--- Text ---
Water inside Copper Wire for 100 Amp Subpanel


  #1  
Old 08-05-18, 03:12 PM
R
Member
Thread Starter
Join Date: Aug 2018
Location: United States
Posts: 3
Upvotes: 0
Received 0 Upvotes on 0 Posts
Question Water inside Copper Wire for 100 Amp Subpanel

Hello,

Recently started a project to add a 100 amp sub-panel in the basement of my house (main panel is in the garage) for a work shop. I bought the appropriate sized wire to run power to the panel from my local hardware store. I noticed after running the wire to the basement that there is water dripping out of the wire, from INSIDE the insulation. The wires are all bone dry on the outside, but a small amount of water is dripping out of the inside.
The wire is stored on a large spool at the hardware store outside in a yard, so my assumption is the water got in the cut end of the wire there.
--- Raw records ---
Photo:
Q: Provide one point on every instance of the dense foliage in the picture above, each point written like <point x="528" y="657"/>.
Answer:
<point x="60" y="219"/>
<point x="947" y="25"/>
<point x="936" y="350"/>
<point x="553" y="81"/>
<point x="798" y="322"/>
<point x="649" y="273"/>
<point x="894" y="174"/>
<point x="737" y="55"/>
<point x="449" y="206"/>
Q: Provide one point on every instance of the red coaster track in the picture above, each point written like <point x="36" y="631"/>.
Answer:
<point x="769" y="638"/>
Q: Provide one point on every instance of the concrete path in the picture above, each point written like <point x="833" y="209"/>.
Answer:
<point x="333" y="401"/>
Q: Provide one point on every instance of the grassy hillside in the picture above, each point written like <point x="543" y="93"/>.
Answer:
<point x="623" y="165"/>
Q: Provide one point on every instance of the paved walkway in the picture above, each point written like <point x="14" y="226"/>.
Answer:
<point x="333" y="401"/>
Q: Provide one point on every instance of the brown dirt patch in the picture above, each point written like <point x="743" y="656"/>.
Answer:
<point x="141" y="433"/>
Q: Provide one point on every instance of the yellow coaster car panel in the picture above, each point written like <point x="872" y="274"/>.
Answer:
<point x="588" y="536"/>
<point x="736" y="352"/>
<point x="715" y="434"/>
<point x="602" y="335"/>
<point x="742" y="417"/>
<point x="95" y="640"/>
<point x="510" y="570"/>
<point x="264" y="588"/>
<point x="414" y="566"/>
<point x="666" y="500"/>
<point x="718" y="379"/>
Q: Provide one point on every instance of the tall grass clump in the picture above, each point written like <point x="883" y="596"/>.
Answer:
---
§ **What is required**: Can you continue the forum post about water dripping from inside the 100 amp subpanel wire, starting right after its final sentence?

§ **The output**:
My question is this: Is this small amount of water inside the insulation on the copper wire a concern? I don't know if it will evaporate through the thick plastic shielding or not. Could it cause a problem in the sub-panel? Or cause overheating in the wire as current runs through the wire?

Any help is much appreciated!
Thanks,
Rock
 
  #2  
Old 08-05-18, 04:20 PM
PJmax's Avatar
Group Moderator
Join Date: Oct 2012
Location: Jersey
Posts: 64,931
Received 3,950 Upvotes on 3,543 Posts
Welcome to the forums.

I'd doubt that would be anything to worry about. That water will dry up on it's own.
 
  #3  
Old 08-05-18, 05:05 PM
R
Member
Thread Starter
Join Date: Aug 2018
Location: United States
Posts: 3
Upvotes: 0
Received 0 Upvotes on 0 Posts
Will the water evaporate through the thick Plastic insulation though? I assumed the insulation would be water proof, which would make it difficult for the water to go anywhere.
 
  #4  
Old 08-05-18, 05:21 PM
Gunguy45's Avatar
Super Moderator
Join Date: Dec 2007
Location: USA
Posts: 19,281
Received 6 Upvotes on 6 Posts
It will evaporate out the same way it got in...through the cut ends. It probably isn't that much in the first place.

Is this wire (one conductor even if it has many strands) or is it cable (multiple insulated conductors inside an outer sheath)?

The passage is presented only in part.